■ Task description ■
From the causality tutorial below, copy word for word the passage that opens with the words containing "Table of Contents" and closes with "reverse the relation?".

■ Article ■
Table of Contents
Introduction to Causality in Machine Learning
In this tutorial, you will learn about causality and how to correctly interpret and use it for your machine learning projects.
This lesson is the 1st in a 4-part series on Causality in Machine Learning:
- Introduction to Causality in Machine Learning (this tutorial)
- Best Machine Learning Datasets
- Tools and Methodologies for Studying Causal Effects
- A Brief Introduction to Do-Calculus
- Studying Causal Effect with Microsoft’s Do-Why Library
It is a known phenomenon that Nobel laureates are avid chocolate lovers. This means, as we look at Nobel laureates’ food preferences, many of them love eating chocolates. But what if we reverse the relation?
Does eating chocolates help us get a Nobel prize? As avid chocolate lovers, we can confirm this is not the case. Why? What is the reason for such injustice, and how can we exploit that in machine learning? Let’s find out.
To learn how to understand and correctly interpret causality, just keep reading.
Looking for the source code to this post?
Jump Right To The Downloads SectionIntroduction to Causality in Machine Learning
So, what does causal inference mean? What does it mean to cause? Is causality as simple as understanding cause and effect? Let us first understand a few ground rules before playing the game of causality. There is a lot of noise surrounding causality and its neighbor correlation.
For example, the following quote from François Chollet (as shown in Figure 1) makes the topic even more confusing.
Correlation and Causation
“Correlation does not mean Causation”: If you had a penny for every time you heard that line, you would probably be a millionaire by now. But what does it mean? Why does the correlation between two events do not imply causality? What is up?
Correlation is a relationship or connection between two variables where whenever one changes, the other is likely to also change. But a change in one variable doesn’t cause the other to change. That’s a correlation, but it’s not causation.
For example, if you see a lot of birds in the sky and it starts raining, it doesn’t mean that the birds caused the rain. They just happened at the same time.
Mathematically, correlation is measured by the correlation coefficient between `-1` and `1`. A correlation coefficient of `1` indicates a perfect positive correlation between two variables. In contrast, a correlation coefficient of `-1` means a perfect negative correlation between two variables. A correlation coefficient of `0` means no correlation between two variables.

■ Record extracts ■
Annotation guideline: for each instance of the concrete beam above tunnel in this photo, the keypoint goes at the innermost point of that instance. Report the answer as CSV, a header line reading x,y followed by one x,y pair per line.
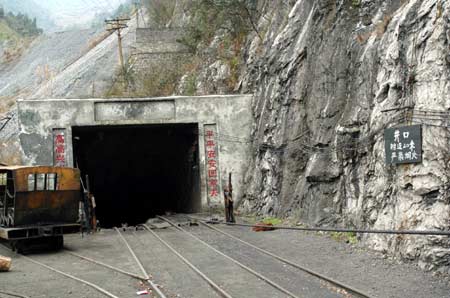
x,y
47,131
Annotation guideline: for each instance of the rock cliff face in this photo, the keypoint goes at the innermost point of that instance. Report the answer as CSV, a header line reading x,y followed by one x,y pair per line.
x,y
328,77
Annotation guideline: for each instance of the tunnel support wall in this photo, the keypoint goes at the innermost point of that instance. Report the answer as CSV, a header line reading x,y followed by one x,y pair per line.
x,y
231,117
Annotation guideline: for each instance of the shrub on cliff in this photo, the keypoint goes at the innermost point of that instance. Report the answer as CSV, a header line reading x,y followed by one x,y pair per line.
x,y
237,17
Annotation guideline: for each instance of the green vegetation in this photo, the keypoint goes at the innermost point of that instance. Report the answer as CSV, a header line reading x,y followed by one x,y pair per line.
x,y
160,11
348,237
190,85
272,221
16,33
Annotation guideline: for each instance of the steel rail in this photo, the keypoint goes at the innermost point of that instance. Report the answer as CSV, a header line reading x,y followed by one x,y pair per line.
x,y
94,286
216,287
141,267
13,294
260,276
334,282
362,231
107,266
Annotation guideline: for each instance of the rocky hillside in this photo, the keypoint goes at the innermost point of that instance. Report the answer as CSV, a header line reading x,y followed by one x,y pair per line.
x,y
328,77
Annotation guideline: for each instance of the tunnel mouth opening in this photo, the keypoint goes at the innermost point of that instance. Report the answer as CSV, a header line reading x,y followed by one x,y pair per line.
x,y
136,172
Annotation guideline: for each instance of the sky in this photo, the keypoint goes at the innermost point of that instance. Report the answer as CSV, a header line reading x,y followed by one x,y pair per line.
x,y
77,12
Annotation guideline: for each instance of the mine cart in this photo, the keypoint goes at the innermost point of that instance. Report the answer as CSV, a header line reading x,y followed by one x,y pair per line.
x,y
38,202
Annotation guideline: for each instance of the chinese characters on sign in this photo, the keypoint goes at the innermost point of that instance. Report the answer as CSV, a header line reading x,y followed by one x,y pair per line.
x,y
212,158
403,144
59,148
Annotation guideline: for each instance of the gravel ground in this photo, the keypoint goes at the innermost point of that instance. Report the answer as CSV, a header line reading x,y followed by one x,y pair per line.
x,y
367,271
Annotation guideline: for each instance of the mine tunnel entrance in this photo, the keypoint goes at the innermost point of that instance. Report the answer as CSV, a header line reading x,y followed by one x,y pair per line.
x,y
137,172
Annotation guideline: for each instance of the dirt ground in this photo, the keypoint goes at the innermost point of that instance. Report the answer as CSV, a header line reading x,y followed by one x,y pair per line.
x,y
364,270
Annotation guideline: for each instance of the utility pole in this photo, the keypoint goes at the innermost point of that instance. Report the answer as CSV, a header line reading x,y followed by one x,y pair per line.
x,y
117,25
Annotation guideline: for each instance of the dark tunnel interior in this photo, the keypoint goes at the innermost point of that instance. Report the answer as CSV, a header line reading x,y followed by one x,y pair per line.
x,y
137,172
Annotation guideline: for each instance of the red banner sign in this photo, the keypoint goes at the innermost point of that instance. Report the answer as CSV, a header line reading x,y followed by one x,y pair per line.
x,y
59,148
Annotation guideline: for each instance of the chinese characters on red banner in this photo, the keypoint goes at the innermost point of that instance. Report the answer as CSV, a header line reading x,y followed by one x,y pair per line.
x,y
59,145
212,167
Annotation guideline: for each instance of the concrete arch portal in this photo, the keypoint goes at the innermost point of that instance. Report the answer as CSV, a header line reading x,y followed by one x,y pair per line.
x,y
143,156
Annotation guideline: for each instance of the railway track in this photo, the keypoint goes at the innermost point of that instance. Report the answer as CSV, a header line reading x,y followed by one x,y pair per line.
x,y
65,274
335,283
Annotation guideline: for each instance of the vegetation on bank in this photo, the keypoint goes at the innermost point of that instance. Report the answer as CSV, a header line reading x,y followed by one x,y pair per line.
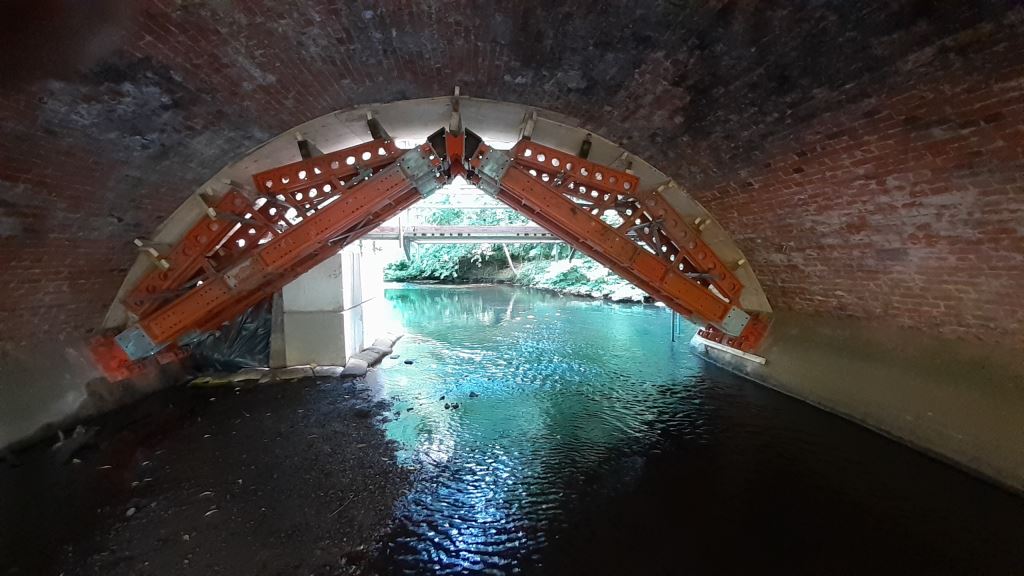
x,y
552,266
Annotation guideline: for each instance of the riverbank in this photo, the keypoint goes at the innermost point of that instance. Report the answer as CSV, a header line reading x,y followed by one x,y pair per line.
x,y
293,478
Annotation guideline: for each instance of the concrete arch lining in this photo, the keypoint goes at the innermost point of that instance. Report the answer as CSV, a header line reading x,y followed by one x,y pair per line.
x,y
409,123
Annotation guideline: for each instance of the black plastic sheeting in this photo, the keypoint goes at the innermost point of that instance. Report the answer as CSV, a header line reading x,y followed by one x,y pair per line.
x,y
243,342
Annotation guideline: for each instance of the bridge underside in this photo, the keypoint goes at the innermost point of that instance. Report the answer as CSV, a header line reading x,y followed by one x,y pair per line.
x,y
246,247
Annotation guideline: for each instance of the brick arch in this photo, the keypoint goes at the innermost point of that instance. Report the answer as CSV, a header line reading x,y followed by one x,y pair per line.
x,y
264,219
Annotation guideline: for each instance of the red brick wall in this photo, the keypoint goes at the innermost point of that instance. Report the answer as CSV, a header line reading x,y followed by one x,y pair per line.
x,y
866,156
906,207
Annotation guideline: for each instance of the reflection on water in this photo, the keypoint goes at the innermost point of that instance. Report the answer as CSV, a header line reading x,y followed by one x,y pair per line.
x,y
586,442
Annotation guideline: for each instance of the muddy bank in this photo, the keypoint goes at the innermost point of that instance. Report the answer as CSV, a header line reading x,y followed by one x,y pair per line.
x,y
293,478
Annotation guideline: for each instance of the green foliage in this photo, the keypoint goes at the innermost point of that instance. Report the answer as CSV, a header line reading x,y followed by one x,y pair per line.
x,y
541,265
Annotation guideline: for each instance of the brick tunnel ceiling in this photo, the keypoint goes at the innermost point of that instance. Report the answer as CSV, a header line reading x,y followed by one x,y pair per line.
x,y
866,156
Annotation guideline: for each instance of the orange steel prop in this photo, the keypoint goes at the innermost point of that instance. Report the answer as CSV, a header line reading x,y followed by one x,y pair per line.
x,y
244,250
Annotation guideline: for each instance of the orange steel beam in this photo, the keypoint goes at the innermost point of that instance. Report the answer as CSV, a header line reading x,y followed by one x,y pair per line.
x,y
184,260
287,256
601,211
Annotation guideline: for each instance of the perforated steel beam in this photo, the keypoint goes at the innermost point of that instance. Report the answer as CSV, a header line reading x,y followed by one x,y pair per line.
x,y
246,249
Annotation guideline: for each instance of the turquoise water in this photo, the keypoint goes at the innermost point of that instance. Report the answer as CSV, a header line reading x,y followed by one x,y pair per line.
x,y
585,441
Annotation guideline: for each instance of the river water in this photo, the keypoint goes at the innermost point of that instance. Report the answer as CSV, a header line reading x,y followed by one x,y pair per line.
x,y
586,442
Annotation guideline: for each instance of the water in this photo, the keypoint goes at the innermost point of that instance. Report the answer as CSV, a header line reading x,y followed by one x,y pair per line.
x,y
586,442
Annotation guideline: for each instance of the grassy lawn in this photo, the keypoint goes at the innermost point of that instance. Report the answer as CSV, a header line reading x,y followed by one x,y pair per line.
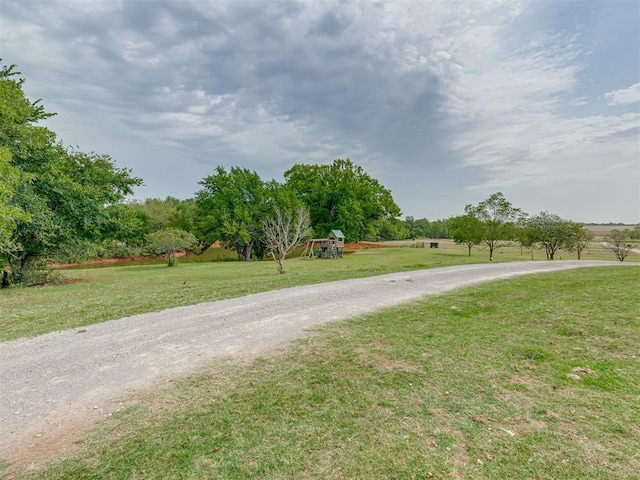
x,y
92,295
532,377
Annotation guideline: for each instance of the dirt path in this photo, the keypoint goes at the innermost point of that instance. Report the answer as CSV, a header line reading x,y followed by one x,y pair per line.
x,y
55,387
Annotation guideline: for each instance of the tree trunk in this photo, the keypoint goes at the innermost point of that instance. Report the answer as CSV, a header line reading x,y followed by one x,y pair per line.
x,y
247,251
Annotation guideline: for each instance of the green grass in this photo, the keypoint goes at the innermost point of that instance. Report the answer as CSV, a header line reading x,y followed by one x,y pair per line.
x,y
470,384
92,295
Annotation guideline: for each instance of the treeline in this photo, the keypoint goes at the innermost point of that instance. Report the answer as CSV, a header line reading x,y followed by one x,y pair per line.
x,y
58,204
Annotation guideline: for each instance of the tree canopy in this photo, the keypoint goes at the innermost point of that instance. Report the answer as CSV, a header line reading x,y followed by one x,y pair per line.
x,y
231,207
499,220
54,194
342,196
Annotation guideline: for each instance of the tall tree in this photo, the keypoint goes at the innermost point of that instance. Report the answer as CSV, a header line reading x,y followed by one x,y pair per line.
x,y
499,221
466,230
284,231
61,192
549,231
342,196
618,243
231,207
169,240
578,239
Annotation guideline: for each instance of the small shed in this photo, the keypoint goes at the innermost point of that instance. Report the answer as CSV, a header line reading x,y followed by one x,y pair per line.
x,y
330,247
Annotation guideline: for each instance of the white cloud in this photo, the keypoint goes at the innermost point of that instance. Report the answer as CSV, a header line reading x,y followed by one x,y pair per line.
x,y
625,95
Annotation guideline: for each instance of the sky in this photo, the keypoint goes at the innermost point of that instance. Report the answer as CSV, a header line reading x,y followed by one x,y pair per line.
x,y
444,102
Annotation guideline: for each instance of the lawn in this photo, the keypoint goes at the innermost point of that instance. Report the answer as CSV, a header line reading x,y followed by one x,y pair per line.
x,y
531,377
92,295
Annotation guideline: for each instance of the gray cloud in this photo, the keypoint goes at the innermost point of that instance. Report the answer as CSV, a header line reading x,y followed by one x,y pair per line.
x,y
454,99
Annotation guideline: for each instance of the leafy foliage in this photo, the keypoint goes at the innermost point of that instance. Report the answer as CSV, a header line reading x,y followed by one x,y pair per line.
x,y
231,207
549,231
169,240
284,231
618,243
466,230
499,220
55,195
342,196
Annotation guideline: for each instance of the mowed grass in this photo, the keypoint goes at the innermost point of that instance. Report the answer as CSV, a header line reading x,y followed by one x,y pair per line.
x,y
92,295
532,377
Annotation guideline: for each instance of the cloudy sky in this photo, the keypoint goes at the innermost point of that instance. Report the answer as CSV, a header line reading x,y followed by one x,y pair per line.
x,y
444,102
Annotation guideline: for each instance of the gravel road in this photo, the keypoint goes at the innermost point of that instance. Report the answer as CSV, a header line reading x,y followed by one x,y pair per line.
x,y
56,386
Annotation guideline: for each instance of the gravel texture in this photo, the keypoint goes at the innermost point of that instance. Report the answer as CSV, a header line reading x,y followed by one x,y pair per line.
x,y
56,386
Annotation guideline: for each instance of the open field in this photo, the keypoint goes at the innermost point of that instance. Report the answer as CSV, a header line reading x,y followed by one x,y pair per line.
x,y
92,295
601,231
531,377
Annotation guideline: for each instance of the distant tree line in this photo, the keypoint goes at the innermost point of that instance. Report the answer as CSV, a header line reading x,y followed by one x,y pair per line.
x,y
61,204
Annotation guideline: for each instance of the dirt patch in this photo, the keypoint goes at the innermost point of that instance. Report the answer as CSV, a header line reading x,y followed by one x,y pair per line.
x,y
56,386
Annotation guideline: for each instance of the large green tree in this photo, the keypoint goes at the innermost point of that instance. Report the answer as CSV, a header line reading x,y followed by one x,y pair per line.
x,y
466,230
342,196
549,231
499,221
57,194
231,207
578,239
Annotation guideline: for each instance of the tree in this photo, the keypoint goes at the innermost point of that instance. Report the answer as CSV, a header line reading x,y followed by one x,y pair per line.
x,y
499,221
231,207
550,231
342,196
466,230
390,229
9,214
169,240
283,232
617,242
60,193
578,239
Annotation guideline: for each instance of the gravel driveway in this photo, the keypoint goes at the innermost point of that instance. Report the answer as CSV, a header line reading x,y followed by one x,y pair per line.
x,y
56,386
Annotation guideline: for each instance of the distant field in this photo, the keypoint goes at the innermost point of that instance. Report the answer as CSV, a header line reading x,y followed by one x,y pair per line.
x,y
603,230
531,377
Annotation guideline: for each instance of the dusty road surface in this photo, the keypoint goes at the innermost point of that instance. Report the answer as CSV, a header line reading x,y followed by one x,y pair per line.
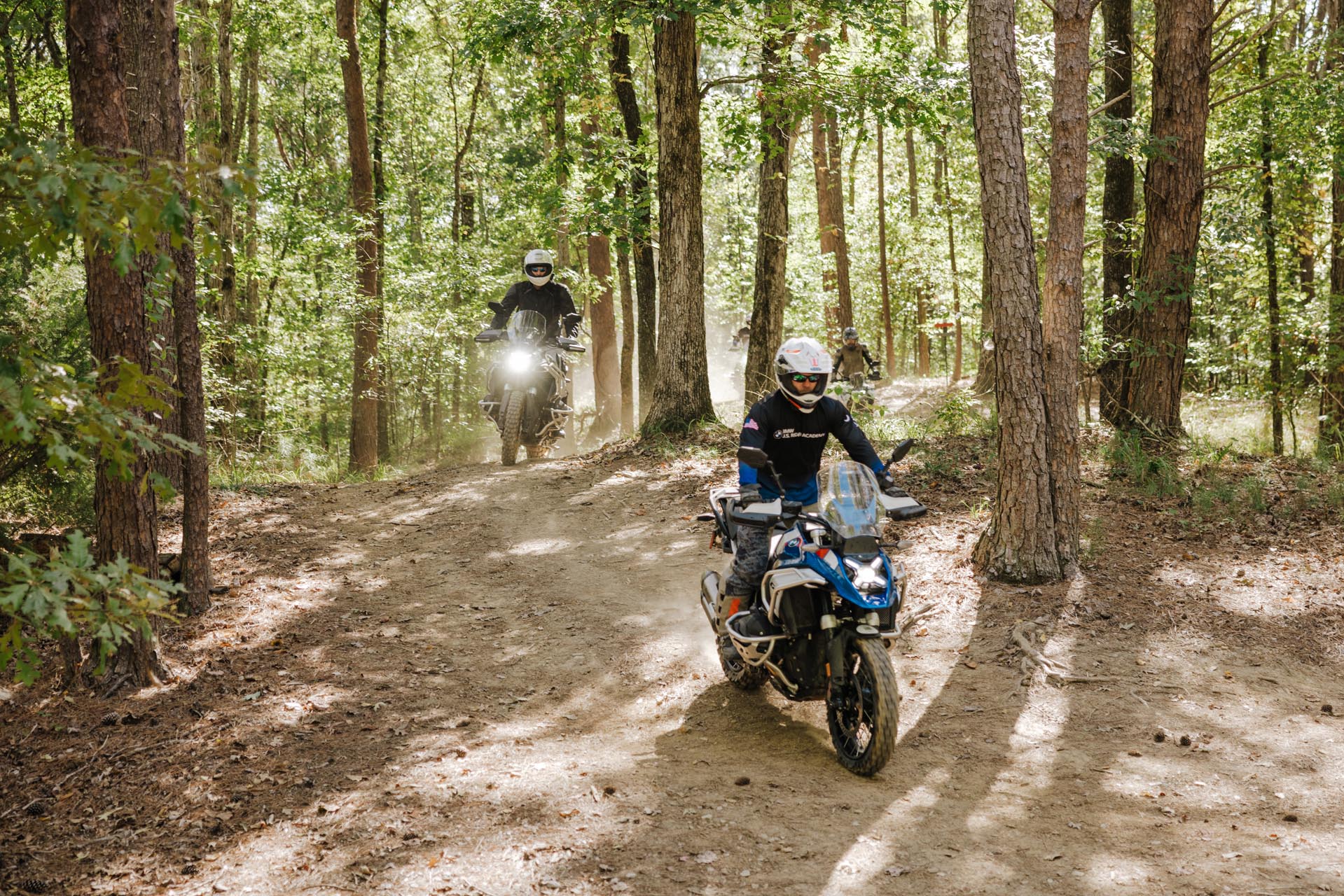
x,y
497,681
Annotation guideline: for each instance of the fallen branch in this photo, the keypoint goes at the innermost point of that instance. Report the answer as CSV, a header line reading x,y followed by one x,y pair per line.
x,y
914,617
1050,666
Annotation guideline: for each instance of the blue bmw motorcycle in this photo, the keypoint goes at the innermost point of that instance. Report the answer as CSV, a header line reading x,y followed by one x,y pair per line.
x,y
831,596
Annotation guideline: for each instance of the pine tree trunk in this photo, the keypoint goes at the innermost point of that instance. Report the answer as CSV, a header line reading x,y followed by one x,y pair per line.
x,y
885,274
1063,300
363,425
385,442
1329,442
607,354
829,227
1117,214
148,51
125,512
642,223
156,106
1174,200
1276,378
1019,545
254,393
984,383
770,290
623,265
681,393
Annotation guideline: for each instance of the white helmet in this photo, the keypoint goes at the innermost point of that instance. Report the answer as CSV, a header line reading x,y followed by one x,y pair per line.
x,y
538,266
803,358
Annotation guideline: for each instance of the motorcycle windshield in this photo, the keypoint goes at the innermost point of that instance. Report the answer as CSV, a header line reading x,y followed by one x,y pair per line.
x,y
527,328
850,498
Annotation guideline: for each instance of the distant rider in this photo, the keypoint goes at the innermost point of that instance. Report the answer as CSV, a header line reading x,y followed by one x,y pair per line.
x,y
541,293
852,356
791,425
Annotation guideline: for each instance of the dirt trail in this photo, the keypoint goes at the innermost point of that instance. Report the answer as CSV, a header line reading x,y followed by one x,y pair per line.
x,y
497,681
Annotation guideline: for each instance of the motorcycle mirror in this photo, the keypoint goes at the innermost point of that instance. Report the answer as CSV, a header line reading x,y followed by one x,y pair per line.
x,y
753,457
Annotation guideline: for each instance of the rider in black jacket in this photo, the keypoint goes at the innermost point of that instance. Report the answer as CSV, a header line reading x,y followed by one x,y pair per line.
x,y
791,425
541,293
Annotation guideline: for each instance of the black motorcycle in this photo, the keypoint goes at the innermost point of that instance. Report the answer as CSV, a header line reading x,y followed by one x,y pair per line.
x,y
529,386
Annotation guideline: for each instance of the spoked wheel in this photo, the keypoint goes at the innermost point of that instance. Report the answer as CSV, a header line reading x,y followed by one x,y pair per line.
x,y
513,430
863,722
740,675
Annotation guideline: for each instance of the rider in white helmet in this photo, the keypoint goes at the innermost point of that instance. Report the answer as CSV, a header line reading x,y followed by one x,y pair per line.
x,y
541,293
792,425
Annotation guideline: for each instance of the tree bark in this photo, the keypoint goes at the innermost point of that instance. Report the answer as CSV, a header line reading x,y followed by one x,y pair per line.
x,y
1019,545
681,393
1174,200
125,511
155,71
826,169
1276,378
623,265
385,442
607,367
883,273
984,383
1329,442
226,309
363,426
770,290
943,195
642,220
1063,300
1117,214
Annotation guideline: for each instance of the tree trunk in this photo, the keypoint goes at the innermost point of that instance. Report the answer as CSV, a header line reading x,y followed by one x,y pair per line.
x,y
385,442
985,379
155,71
1117,214
1331,440
770,290
607,365
1174,200
943,195
562,182
642,220
226,311
1063,300
125,512
148,51
363,425
1276,378
254,394
883,274
1019,545
681,393
623,265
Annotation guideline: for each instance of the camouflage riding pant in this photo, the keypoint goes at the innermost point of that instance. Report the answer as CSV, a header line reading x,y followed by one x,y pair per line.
x,y
749,562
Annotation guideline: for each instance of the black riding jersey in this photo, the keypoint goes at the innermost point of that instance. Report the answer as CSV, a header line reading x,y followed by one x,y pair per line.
x,y
847,360
795,442
553,301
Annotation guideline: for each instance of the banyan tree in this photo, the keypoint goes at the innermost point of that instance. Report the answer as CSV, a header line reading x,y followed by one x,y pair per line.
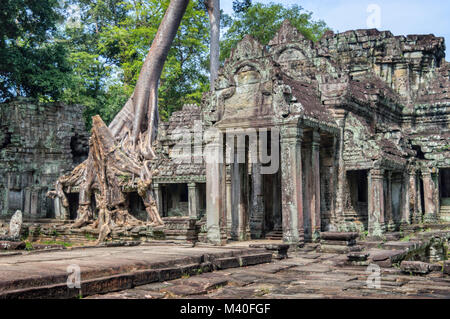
x,y
120,154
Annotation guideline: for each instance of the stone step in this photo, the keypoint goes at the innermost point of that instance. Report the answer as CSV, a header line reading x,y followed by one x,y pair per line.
x,y
275,235
127,280
242,261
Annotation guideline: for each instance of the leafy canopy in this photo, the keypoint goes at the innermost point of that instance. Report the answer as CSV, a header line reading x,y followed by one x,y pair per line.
x,y
262,21
32,61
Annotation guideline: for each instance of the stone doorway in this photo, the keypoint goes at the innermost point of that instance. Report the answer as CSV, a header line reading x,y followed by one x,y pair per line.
x,y
444,196
272,227
136,206
357,203
73,199
175,200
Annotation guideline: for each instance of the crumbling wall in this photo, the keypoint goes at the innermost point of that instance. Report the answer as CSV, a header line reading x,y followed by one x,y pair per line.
x,y
38,143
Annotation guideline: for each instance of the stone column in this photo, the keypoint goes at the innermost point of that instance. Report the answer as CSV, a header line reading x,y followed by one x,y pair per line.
x,y
315,194
376,202
388,214
413,196
158,198
436,198
420,209
257,202
276,207
193,200
429,189
215,187
291,184
340,116
404,208
228,186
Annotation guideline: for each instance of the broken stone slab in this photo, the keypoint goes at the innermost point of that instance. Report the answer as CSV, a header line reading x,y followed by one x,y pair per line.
x,y
120,243
45,247
435,267
357,256
346,236
393,236
279,251
338,242
446,268
409,245
12,245
387,257
15,225
415,267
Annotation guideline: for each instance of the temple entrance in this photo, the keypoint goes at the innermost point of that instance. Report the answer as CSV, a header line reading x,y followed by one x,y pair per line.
x,y
175,200
357,197
444,196
73,199
136,206
272,207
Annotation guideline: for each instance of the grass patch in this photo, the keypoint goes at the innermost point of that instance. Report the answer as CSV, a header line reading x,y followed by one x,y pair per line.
x,y
56,242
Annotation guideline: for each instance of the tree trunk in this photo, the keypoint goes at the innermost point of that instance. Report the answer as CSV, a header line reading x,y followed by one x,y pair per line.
x,y
213,7
119,155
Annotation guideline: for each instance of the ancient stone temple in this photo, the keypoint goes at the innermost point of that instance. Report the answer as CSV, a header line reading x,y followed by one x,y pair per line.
x,y
38,142
350,133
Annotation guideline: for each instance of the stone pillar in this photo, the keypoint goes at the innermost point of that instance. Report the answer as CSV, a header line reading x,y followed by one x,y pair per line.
x,y
215,187
436,197
193,200
276,207
420,209
228,186
315,194
390,225
430,214
404,208
291,184
257,202
376,202
340,116
413,197
158,198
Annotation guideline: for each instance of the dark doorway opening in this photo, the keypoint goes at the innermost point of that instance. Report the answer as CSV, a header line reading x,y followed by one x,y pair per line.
x,y
73,199
136,206
358,189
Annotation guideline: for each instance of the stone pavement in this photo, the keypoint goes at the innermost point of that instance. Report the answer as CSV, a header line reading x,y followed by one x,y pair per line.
x,y
304,275
45,273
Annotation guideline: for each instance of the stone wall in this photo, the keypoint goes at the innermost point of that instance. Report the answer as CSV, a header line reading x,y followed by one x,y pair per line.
x,y
38,143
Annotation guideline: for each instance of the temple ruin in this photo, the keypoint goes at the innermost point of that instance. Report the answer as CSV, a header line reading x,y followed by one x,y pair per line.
x,y
359,122
38,143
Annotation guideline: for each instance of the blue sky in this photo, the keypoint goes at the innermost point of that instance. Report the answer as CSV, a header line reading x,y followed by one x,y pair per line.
x,y
401,17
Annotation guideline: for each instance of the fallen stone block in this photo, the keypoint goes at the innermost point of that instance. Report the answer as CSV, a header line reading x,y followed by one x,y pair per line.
x,y
279,251
339,235
12,245
446,268
436,267
415,267
334,249
350,242
357,256
44,247
388,257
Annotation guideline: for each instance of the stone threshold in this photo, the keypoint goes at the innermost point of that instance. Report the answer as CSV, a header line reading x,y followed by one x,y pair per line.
x,y
104,282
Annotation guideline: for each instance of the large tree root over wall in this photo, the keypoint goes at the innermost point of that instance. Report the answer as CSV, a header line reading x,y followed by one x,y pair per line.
x,y
108,171
119,154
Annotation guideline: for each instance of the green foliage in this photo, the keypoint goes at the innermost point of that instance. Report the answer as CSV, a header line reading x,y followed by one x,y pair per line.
x,y
32,61
57,242
93,57
28,246
262,21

■ Problem solution ■
Table of Contents
Introduction to Causality in Machine Learning
In this tutorial, you will learn about causality and how to correctly interpret and use it for your machine learning projects.
This lesson is the 1st in a 4-part series on Causality in Machine Learning:
- Introduction to Causality in Machine Learning (this tutorial)
- Best Machine Learning Datasets
- Tools and Methodologies for Studying Causal Effects
- A Brief Introduction to Do-Calculus
- Studying Causal Effect with Microsoft’s Do-Why Library
It is a known phenomenon that Nobel laureates are avid chocolate lovers. This means, as we look at Nobel laureates’ food preferences, many of them love eating chocolates. But what if we reverse the relation?